---- TEXT PROVIDED

The core that originated the main Museum collections can be traced back to the education reforms brought forth by Empress Maria Theresa of Austria and her son, Joseph II.
During the second half of the XVIII century the winds of change of Enlightenment reached the University of Pavia, until then an almost forgotten appendix of the Empire. Empress Maria Teresa and Joseph II, both progressive monarchs, took to hearth the rebirth and blooming of the ancient University, promoting didactic-scientific reforms and architectural renovations.
The General Magister of Studies approved an Education Plan (1771) and a Scientific Plan (1773) to better regulate the access of students to faculties, the call to teaching of Professors – now only picking between those of highest scientific achievement and reputation – and the reorganization of teachings – to accommodate a modern, experimental didactic method.
To aide in the effort, new structures were developed and built: the main library, the Anatomical Theatre, the Physics Theatre, the Natural History Museum, the Botanical Gardens and the Experimental Physics and Anatomy Cabinets.
The current set up of the Museum structure dates back to the 1930s. Between May and October 1929, the first national exhibition dedicated to Science History took place in Florence; a massive event, it was intended to make a show of “Italian power” and prove that the Italian genius had been great in all fields of study, and not just in poetry and art. The exhibition was divided by geographic areas, and the section dedicated to Pavia displayed
extremely rare items and first grade finds in many fields of science.

--------
---- DATA SUPPLIED

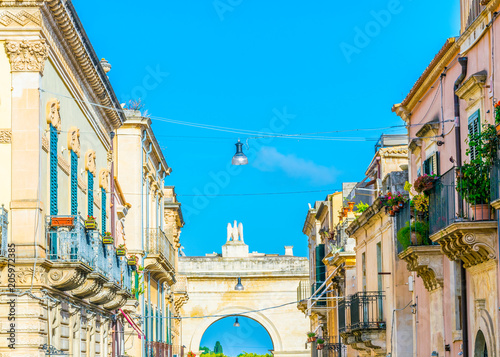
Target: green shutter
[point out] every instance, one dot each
(474, 128)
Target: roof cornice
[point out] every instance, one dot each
(79, 44)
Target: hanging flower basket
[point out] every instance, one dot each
(132, 260)
(107, 239)
(90, 223)
(121, 251)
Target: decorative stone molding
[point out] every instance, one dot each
(472, 242)
(5, 136)
(119, 301)
(27, 55)
(104, 177)
(74, 140)
(68, 276)
(63, 164)
(92, 286)
(90, 161)
(427, 261)
(20, 18)
(107, 294)
(52, 113)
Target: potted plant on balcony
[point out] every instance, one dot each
(107, 238)
(311, 337)
(320, 344)
(90, 223)
(497, 117)
(473, 178)
(424, 183)
(414, 234)
(132, 260)
(121, 250)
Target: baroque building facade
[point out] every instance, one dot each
(67, 209)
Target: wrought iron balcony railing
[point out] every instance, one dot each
(67, 240)
(4, 233)
(447, 206)
(412, 228)
(158, 243)
(333, 347)
(362, 311)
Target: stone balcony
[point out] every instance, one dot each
(427, 261)
(79, 263)
(362, 323)
(463, 230)
(160, 257)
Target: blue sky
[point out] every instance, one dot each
(286, 67)
(249, 337)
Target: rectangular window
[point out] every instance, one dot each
(474, 126)
(431, 164)
(363, 267)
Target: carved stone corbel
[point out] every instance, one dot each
(27, 55)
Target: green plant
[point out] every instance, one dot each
(473, 182)
(421, 203)
(361, 207)
(421, 230)
(424, 183)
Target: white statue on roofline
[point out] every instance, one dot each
(235, 232)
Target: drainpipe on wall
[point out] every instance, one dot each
(458, 144)
(141, 189)
(112, 182)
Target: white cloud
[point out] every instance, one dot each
(269, 159)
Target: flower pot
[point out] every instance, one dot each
(107, 240)
(481, 212)
(90, 225)
(413, 238)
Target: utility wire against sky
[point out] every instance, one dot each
(253, 134)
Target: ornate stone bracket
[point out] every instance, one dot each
(68, 276)
(427, 261)
(472, 242)
(27, 56)
(107, 294)
(92, 286)
(120, 300)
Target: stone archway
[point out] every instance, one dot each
(259, 317)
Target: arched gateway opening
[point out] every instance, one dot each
(235, 335)
(268, 295)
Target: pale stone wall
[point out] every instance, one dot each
(268, 281)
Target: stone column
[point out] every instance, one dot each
(27, 59)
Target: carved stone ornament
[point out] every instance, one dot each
(90, 161)
(104, 179)
(27, 56)
(52, 113)
(68, 276)
(74, 140)
(427, 261)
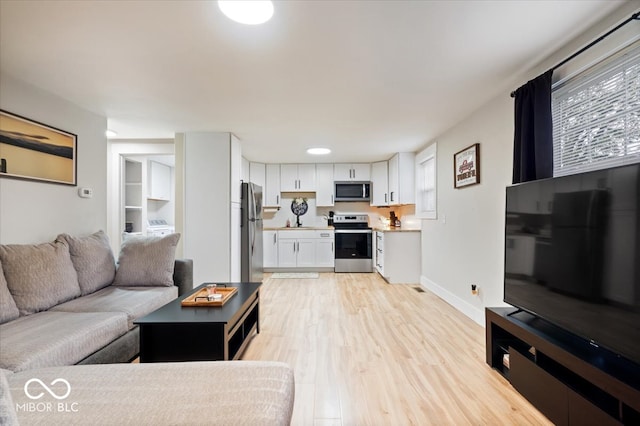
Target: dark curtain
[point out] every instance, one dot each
(533, 137)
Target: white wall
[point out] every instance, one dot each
(464, 245)
(34, 212)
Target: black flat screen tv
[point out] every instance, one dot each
(572, 256)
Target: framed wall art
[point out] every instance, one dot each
(36, 151)
(466, 166)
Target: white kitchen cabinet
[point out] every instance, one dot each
(352, 172)
(297, 177)
(324, 185)
(402, 179)
(379, 253)
(159, 181)
(257, 174)
(306, 248)
(379, 183)
(325, 249)
(270, 249)
(296, 249)
(271, 190)
(397, 256)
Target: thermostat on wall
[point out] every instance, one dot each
(85, 192)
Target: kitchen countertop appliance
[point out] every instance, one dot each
(353, 242)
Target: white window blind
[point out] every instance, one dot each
(596, 116)
(426, 183)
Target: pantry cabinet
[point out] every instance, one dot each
(324, 185)
(379, 183)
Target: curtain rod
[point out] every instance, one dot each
(634, 17)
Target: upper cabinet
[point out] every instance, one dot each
(257, 174)
(380, 184)
(271, 191)
(402, 179)
(352, 172)
(324, 185)
(298, 177)
(159, 181)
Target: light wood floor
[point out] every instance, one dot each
(369, 353)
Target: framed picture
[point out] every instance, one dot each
(466, 166)
(36, 151)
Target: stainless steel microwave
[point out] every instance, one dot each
(352, 191)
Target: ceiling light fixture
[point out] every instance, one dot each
(250, 12)
(318, 151)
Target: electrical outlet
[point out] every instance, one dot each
(85, 192)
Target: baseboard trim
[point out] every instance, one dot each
(458, 303)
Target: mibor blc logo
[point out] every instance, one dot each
(36, 390)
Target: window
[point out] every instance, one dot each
(426, 183)
(596, 116)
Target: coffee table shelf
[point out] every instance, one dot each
(195, 333)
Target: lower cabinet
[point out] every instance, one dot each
(270, 249)
(397, 256)
(300, 249)
(296, 252)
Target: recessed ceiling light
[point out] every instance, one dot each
(318, 151)
(250, 12)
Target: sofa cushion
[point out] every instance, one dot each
(93, 259)
(48, 339)
(180, 393)
(8, 415)
(136, 302)
(147, 261)
(39, 276)
(8, 308)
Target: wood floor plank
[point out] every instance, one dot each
(369, 353)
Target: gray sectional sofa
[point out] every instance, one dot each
(65, 303)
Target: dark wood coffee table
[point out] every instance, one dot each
(179, 333)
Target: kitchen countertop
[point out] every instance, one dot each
(302, 228)
(395, 229)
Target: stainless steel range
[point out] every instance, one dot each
(353, 238)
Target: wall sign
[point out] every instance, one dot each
(466, 166)
(36, 151)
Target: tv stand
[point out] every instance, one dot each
(558, 373)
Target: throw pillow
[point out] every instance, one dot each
(147, 261)
(93, 259)
(8, 309)
(39, 276)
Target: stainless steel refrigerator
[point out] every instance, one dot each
(251, 233)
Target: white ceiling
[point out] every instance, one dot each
(364, 78)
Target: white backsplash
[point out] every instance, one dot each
(316, 216)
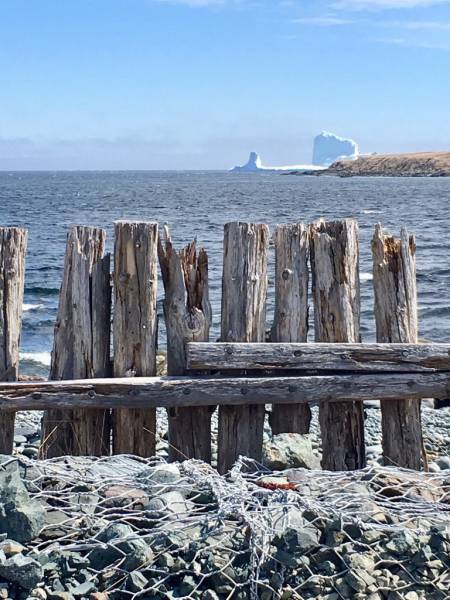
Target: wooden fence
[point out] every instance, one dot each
(96, 402)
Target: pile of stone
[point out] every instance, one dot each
(124, 527)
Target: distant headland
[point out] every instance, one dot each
(418, 164)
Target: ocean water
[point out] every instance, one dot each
(198, 204)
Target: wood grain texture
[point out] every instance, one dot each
(319, 357)
(134, 328)
(244, 291)
(291, 313)
(394, 281)
(187, 313)
(336, 294)
(81, 344)
(150, 392)
(13, 245)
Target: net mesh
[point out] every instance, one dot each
(141, 528)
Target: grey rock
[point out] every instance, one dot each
(290, 451)
(136, 582)
(23, 571)
(21, 518)
(169, 502)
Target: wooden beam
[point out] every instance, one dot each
(152, 392)
(13, 247)
(334, 250)
(291, 313)
(394, 282)
(400, 358)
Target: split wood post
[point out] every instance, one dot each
(394, 282)
(291, 313)
(13, 247)
(81, 346)
(135, 329)
(244, 292)
(336, 292)
(187, 313)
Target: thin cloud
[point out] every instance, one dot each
(385, 4)
(420, 25)
(326, 21)
(414, 44)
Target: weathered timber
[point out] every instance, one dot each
(13, 245)
(291, 313)
(320, 357)
(336, 294)
(81, 344)
(244, 291)
(394, 281)
(134, 329)
(187, 313)
(166, 392)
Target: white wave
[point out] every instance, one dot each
(44, 358)
(28, 307)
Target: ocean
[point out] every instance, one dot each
(198, 204)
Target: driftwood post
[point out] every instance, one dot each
(291, 313)
(13, 245)
(135, 329)
(187, 313)
(244, 291)
(81, 344)
(394, 281)
(336, 293)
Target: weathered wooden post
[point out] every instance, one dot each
(135, 329)
(187, 313)
(13, 247)
(394, 282)
(336, 293)
(291, 313)
(81, 347)
(244, 291)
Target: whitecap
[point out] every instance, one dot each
(27, 307)
(44, 358)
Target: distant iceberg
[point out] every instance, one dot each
(329, 147)
(254, 164)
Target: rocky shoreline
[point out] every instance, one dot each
(421, 164)
(125, 527)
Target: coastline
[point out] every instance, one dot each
(419, 164)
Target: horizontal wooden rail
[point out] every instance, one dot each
(150, 392)
(395, 358)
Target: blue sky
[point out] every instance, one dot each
(193, 84)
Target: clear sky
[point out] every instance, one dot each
(198, 84)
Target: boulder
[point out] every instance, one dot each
(21, 570)
(290, 451)
(21, 517)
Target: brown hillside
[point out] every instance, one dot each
(420, 164)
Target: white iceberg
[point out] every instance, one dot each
(329, 147)
(254, 164)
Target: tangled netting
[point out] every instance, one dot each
(142, 528)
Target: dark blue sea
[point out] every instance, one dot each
(197, 204)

--------

§ TASK ITEM:
Can you continue the passage on the history of the Pavia university museum collections, starting right after its final sentence?

§ TASK ANSWER:
When the event came to an end and the pieces were bound back home to Pavia, it was decided to unite them under one Museum, dedicated to the history of the University. A location was agreed upon in the rooms of the ancient Scarpa Museum, recently emptied after the move of Anatomical Pathology to a new and more modern site.
Another exhibition, held in Pavia in 1932 at the Botta Palace to celebrate the centenary of the death of great anatomist Antonio Scarpa, had highlighted a few particularly valuable pieces; those items constituted a second core of the History Museum collection.
The new born museum then incorporated the entire collection that surgeon and professor Luigi Porta had gathered during his long activity in the rooms of the San Matteo Hospital (once a part of the University central building).
In the following years many more items, preparations, finds and documents were collected, adding to the main cores around which the museum had been formed.
Among these acquisitions, of undisputed importance is the bequeath of Golgi’s heirlooms, together with a vast archive and with the extensive instrument collection of the Physics Institute – which was moved from its original location near the Physics Theatre to the new buildings at the edge of the city.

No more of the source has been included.